**Task objective**
What are the lines from the top of the entries below through the line containing "positive clicks: (939, 242)"? Return them exactly, both ends included, without the pictures.

Dataset entries:

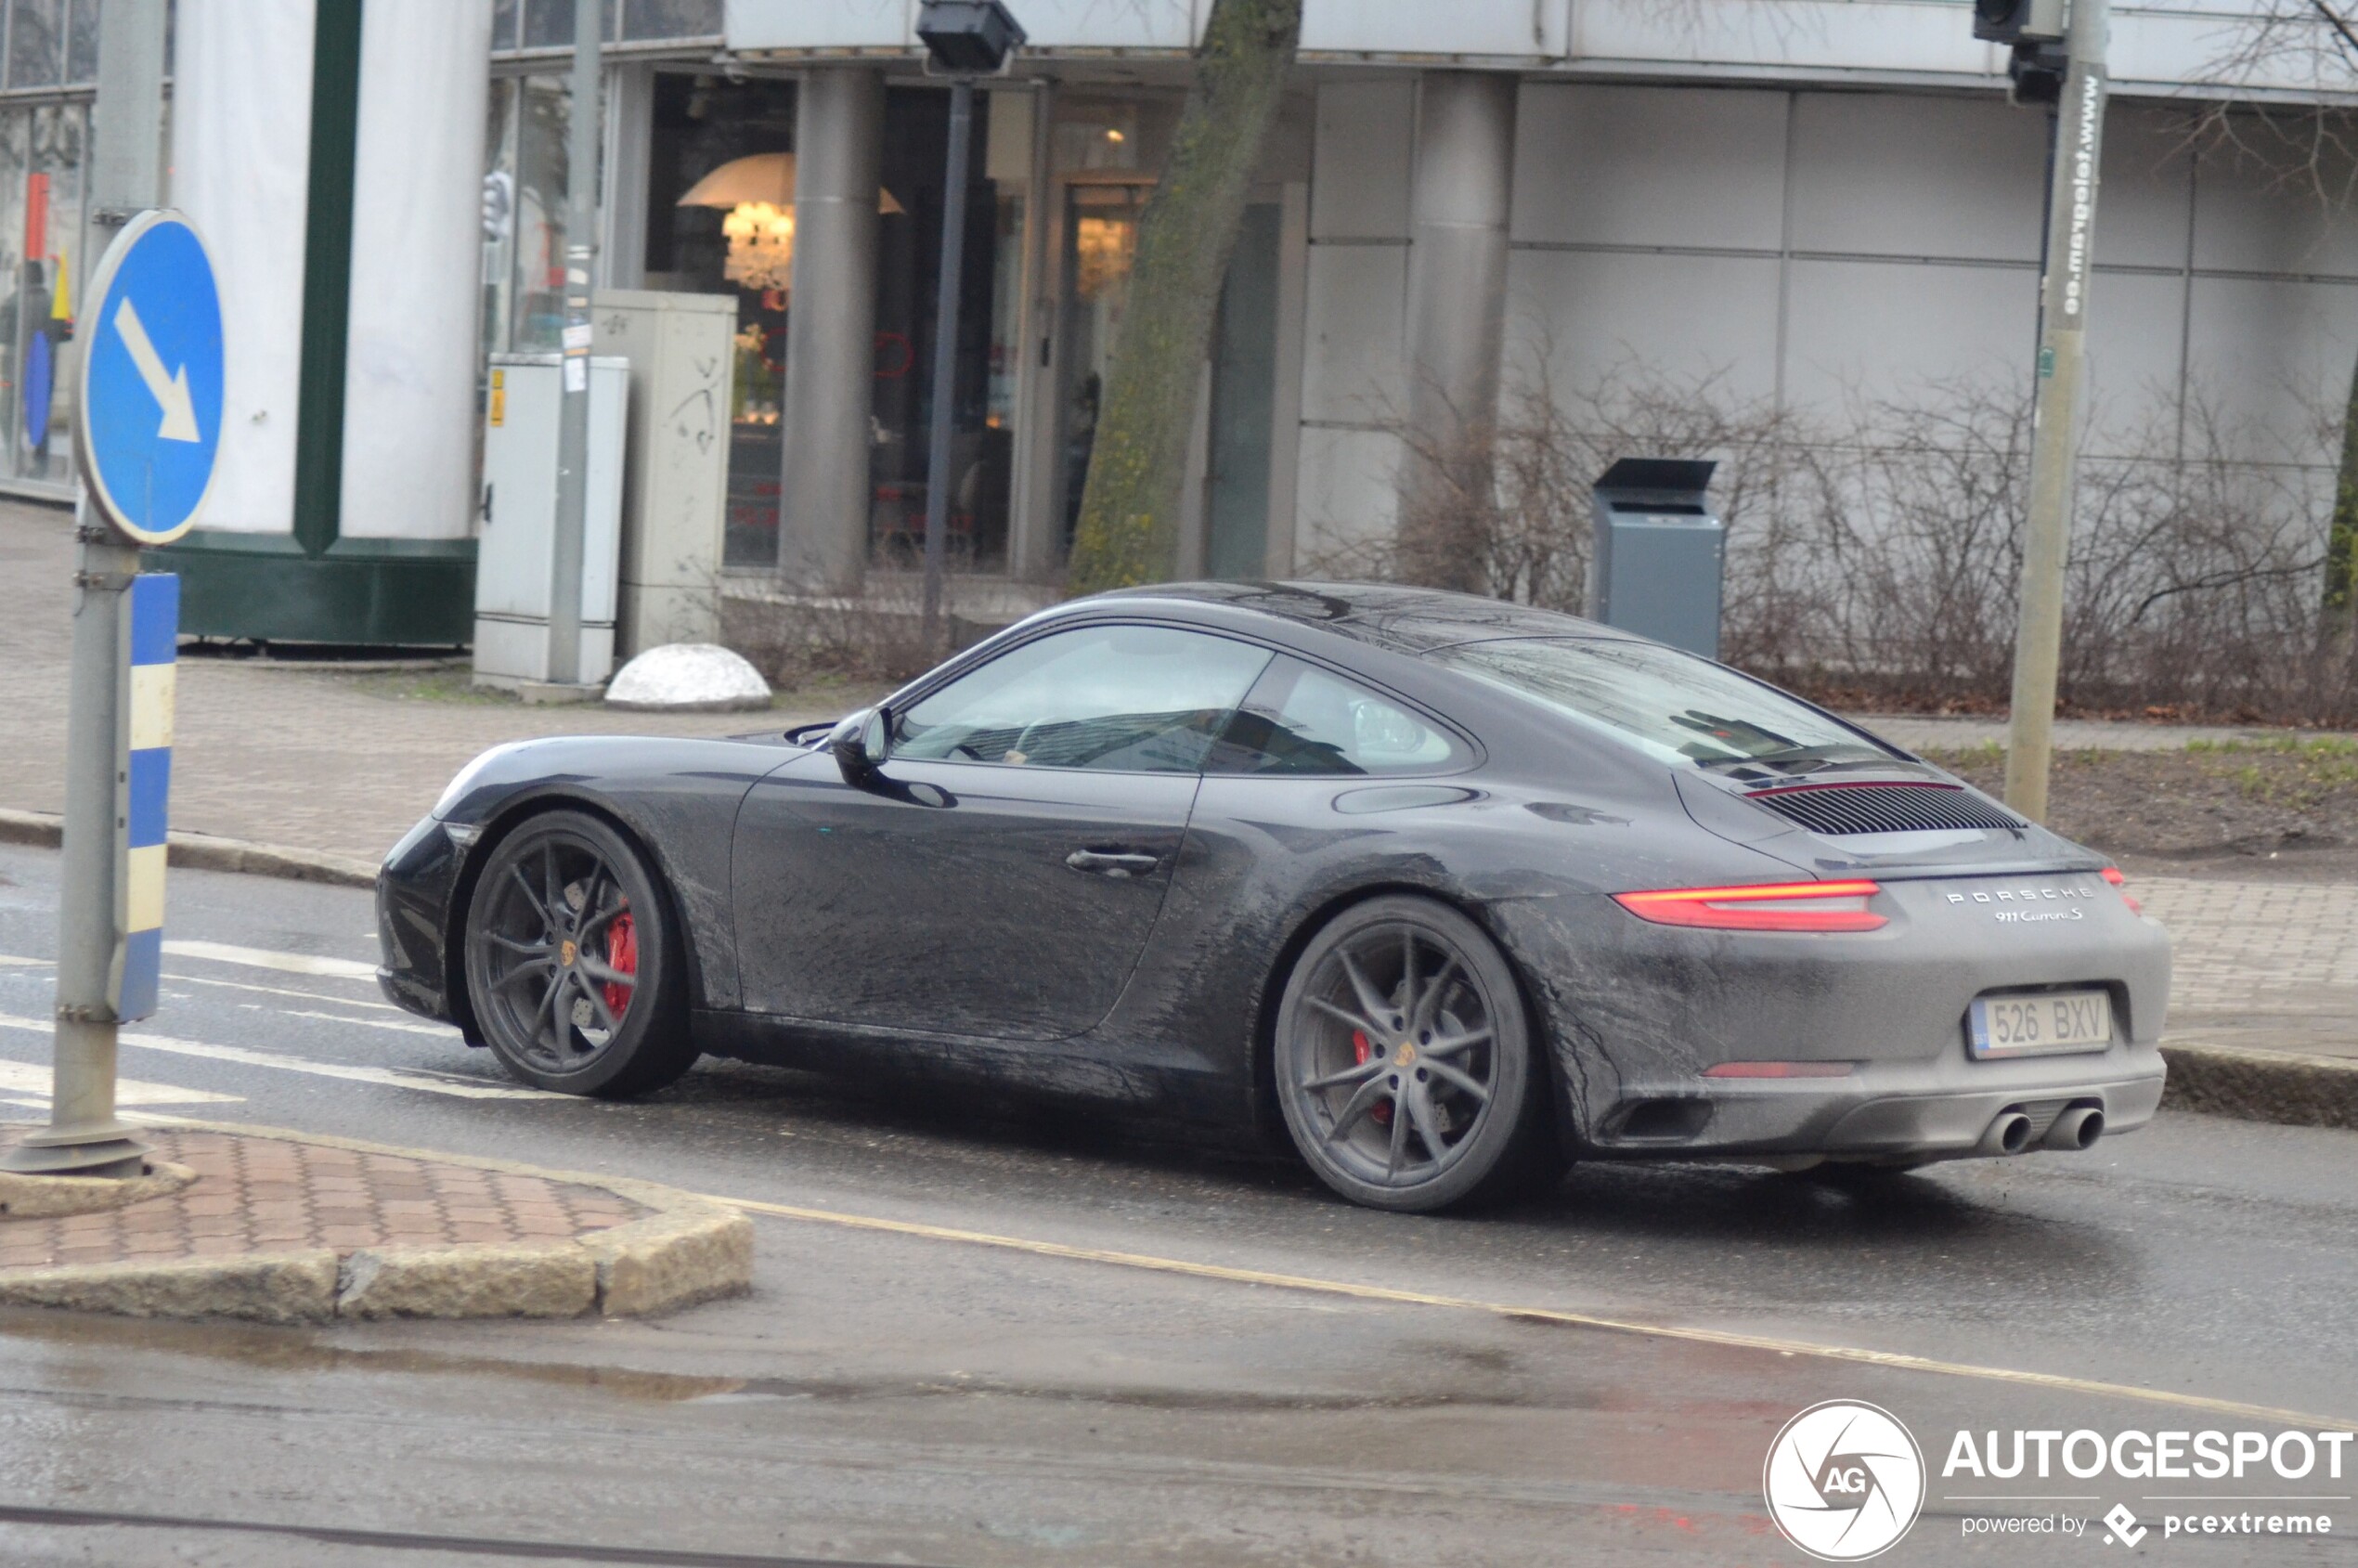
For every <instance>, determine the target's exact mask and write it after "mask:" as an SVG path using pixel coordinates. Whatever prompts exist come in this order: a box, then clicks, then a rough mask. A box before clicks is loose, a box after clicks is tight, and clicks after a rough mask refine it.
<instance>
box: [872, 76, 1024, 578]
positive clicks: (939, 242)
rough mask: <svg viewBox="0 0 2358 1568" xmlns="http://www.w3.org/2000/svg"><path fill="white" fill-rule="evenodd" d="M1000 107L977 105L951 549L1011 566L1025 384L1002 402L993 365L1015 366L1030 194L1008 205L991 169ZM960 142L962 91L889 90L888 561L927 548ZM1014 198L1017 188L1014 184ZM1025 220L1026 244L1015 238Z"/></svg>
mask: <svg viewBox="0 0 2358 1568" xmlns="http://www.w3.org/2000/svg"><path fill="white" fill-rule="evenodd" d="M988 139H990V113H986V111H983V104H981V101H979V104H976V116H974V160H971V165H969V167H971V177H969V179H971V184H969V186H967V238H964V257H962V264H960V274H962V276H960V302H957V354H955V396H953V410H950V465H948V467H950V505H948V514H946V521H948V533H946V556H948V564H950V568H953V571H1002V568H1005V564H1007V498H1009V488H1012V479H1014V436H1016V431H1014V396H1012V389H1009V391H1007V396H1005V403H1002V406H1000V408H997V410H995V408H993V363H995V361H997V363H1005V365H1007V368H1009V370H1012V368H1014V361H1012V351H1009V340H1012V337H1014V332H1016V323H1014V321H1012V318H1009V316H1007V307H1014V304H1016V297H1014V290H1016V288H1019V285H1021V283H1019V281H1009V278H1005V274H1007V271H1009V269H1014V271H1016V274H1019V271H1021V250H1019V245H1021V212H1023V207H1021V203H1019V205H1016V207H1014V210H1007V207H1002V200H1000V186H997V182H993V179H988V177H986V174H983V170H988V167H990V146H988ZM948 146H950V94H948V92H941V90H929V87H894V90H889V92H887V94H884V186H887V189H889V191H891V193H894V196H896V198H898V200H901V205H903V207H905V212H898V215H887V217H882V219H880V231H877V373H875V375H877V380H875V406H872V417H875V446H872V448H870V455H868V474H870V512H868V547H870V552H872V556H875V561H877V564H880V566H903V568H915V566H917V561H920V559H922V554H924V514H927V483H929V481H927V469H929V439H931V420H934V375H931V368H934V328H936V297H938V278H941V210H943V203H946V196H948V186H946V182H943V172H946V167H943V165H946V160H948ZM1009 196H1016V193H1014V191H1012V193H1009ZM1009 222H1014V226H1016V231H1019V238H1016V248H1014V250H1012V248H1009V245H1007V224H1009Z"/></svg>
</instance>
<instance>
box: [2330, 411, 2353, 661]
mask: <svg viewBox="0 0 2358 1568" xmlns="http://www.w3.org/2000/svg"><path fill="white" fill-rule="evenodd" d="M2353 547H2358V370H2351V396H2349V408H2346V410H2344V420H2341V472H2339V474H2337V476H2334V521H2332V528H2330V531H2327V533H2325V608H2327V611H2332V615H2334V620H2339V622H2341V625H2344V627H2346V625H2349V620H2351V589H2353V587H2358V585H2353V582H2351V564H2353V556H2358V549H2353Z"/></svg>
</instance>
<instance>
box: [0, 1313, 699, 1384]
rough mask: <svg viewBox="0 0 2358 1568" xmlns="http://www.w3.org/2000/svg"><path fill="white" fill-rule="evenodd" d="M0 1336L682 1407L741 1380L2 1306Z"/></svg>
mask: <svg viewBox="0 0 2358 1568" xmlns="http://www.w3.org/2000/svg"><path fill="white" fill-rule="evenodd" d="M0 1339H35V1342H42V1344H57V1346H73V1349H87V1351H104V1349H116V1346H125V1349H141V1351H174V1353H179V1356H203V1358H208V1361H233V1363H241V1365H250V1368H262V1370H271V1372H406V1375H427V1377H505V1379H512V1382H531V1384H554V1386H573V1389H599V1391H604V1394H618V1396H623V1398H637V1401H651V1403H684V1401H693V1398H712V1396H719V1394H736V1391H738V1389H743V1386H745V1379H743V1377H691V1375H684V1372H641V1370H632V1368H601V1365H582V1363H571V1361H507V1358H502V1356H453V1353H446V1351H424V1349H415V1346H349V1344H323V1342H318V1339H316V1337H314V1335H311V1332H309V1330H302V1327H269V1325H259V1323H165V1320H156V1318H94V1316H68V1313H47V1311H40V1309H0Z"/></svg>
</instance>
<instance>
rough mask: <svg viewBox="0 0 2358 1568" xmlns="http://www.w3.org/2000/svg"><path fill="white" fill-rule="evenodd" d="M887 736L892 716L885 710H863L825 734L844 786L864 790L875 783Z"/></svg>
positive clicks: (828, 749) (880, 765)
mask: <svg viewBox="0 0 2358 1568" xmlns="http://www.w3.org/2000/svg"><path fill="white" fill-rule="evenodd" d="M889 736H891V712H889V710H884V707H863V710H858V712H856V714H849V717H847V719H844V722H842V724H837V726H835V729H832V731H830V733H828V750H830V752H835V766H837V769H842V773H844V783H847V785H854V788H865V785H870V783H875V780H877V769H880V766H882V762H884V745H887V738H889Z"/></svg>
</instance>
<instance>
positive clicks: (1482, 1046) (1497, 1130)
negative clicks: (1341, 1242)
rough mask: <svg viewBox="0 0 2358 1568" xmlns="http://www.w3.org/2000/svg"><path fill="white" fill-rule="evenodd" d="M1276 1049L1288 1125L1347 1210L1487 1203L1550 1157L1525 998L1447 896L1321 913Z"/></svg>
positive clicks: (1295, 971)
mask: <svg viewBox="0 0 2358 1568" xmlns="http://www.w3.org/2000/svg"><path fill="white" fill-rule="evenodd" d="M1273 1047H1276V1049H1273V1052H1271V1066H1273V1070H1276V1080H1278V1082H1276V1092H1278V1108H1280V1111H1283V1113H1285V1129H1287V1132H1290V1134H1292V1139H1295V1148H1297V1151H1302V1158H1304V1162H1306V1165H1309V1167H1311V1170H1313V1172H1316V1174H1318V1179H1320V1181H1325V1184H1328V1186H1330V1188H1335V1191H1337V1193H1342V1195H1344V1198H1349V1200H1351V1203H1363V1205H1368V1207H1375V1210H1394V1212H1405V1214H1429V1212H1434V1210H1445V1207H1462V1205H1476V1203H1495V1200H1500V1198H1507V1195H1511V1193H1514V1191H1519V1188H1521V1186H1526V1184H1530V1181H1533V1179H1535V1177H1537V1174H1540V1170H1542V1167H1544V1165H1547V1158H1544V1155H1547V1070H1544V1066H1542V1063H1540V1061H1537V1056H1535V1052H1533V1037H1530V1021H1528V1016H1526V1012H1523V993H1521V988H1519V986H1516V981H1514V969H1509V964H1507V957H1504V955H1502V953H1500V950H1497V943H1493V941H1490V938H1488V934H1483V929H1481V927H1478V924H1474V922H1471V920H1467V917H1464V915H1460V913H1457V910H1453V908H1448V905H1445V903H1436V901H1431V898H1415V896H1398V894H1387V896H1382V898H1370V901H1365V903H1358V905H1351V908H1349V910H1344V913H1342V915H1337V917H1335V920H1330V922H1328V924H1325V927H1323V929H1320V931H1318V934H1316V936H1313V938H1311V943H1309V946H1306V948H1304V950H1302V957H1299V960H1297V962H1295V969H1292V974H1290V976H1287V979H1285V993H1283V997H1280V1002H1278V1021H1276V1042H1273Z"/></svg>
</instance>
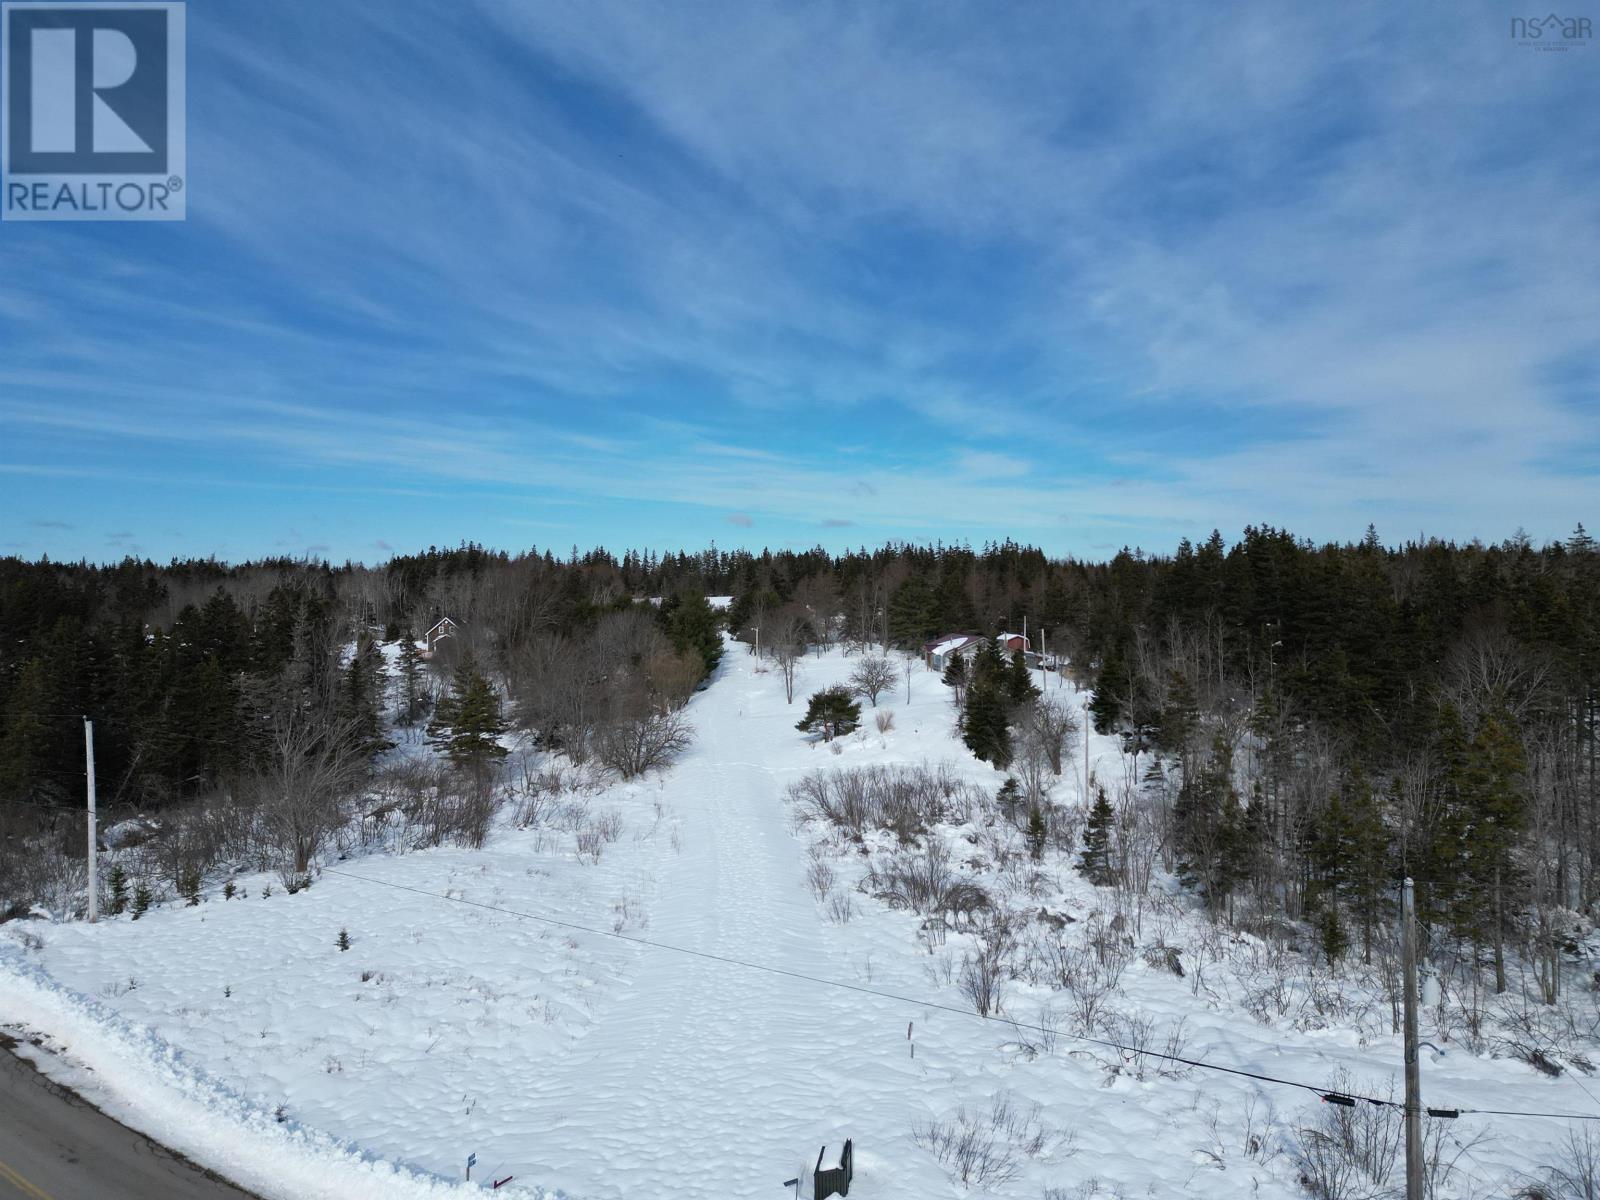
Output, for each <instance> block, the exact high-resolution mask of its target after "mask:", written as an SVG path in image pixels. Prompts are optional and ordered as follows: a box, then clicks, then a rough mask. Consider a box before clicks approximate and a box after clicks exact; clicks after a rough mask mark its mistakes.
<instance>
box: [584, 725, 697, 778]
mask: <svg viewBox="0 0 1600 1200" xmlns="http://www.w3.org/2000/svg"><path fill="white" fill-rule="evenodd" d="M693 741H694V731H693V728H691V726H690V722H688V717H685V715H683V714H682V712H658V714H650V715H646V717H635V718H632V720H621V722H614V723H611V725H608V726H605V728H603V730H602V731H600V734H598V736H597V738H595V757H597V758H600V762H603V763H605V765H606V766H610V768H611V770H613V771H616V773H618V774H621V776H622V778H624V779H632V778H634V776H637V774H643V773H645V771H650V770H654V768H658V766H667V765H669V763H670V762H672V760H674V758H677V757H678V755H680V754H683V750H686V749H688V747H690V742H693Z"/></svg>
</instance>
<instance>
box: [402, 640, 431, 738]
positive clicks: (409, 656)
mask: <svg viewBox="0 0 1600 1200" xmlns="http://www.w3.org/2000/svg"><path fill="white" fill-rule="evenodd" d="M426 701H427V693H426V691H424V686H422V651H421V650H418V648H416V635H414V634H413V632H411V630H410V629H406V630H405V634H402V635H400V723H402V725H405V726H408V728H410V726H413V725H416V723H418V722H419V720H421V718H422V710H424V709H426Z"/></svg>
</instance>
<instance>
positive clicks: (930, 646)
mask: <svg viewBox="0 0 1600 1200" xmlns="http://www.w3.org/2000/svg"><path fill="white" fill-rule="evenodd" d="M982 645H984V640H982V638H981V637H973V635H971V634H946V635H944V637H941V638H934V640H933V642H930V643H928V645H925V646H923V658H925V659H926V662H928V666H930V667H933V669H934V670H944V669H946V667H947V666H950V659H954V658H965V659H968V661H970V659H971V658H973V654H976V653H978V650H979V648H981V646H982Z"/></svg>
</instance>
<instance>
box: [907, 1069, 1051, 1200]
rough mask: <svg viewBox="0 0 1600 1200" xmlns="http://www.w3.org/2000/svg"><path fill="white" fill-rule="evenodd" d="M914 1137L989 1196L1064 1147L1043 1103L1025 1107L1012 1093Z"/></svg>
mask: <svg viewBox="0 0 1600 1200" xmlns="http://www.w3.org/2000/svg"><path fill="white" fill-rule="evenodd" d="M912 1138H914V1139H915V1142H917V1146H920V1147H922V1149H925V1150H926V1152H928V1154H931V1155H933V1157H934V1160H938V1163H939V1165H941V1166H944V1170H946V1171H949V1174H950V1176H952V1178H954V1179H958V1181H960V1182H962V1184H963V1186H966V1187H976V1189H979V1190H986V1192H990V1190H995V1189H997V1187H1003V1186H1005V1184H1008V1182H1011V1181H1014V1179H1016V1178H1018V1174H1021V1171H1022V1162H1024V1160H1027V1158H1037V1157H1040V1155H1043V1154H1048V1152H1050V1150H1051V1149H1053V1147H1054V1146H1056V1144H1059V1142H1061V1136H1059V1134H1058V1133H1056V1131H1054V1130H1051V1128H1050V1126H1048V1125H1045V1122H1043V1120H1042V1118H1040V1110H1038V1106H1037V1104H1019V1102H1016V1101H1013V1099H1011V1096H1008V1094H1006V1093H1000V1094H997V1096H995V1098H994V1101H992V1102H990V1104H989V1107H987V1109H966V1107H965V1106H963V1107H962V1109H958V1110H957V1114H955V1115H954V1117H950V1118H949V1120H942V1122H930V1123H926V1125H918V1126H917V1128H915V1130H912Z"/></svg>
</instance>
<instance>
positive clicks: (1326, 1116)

**Response to this exercise**
For every <instance>, determine the target's exact mask and write it after "mask:" as an SVG path using pixel coordinates. Whatever prompts exist come in this order: a box, then clicks, then a rough mask. A box before clicks is loose, a box after clicks is tight, and clicks after a rough mask refine it.
<instance>
box: [872, 76, 1024, 578]
positive clicks: (939, 242)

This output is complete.